#### [Text segment]
◆ ◆ ◆ ◆ ◆ ◆ ◆
Section 6.4 Contests.
(a) Notice of Claim. If a written claim is made against any Tax
Indemnitee for Taxes with respect to which the Lessee is liable for a payment or
indemnity hereunder, such Tax Indemnitee shall promptly (but in any event within
30 days of receipt thereof) give the Lessee notice in writing of such claim and
shall furnish the Lessee with copies of any written requests for information
sent to such Tax Indemnitee from any taxing authority to the extent relating to
such Taxes with respect to which the Lessee may be required to indemnify
hereunder; provided, however, that the failure of a Tax Indemnitee to give such
notice or furnish such copy shall not terminate any of the rights of such Tax
Indemnitee under this Article 6, except (A) to the extent that the Lessee's
contest rights have been materially and adversely impaired by the failure to
provide such notice or copy or (B) to the extent that such failure results in
the imposition of, or an increase in the amount of, any penalties, interest or
additions to Tax related to the Tax which is the subject of such claim or
proceeding.
◆ ◆ ◆ ◆ ◆ ◆ ◆
#### [Data entries]
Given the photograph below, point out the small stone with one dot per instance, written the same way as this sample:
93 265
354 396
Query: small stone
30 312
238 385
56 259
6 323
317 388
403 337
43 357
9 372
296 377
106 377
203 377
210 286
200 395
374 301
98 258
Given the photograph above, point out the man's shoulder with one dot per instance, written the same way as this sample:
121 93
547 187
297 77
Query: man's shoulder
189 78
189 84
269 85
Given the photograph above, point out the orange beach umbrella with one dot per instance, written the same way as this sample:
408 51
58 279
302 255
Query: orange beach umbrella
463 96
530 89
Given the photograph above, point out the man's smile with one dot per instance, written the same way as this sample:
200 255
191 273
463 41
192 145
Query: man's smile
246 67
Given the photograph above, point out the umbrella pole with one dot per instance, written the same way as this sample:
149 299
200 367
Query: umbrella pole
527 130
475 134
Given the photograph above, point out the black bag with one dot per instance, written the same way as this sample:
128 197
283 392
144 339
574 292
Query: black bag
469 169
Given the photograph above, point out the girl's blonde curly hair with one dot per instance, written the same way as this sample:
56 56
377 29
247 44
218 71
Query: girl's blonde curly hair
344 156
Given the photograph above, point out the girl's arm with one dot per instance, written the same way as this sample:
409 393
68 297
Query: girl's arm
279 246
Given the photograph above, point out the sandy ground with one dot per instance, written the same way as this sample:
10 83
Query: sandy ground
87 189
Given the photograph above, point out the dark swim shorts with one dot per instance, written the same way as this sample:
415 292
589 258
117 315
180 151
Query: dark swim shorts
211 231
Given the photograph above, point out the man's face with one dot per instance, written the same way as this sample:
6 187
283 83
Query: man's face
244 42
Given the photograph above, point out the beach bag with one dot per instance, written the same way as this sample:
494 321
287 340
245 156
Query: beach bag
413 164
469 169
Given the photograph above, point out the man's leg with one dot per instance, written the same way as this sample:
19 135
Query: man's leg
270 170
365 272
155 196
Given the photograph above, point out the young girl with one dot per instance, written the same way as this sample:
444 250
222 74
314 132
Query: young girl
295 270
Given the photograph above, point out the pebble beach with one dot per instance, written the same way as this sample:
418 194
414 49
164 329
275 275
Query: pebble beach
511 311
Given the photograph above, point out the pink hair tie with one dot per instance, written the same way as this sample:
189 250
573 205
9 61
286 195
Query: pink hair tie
◆ ◆ ◆ ◆ ◆ ◆ ◆
#### [To be done]
Please list every kind of charge named in exception (B) of the contests section above.

#### [Answer to the task]
- penalties
- interest
- additions to Tax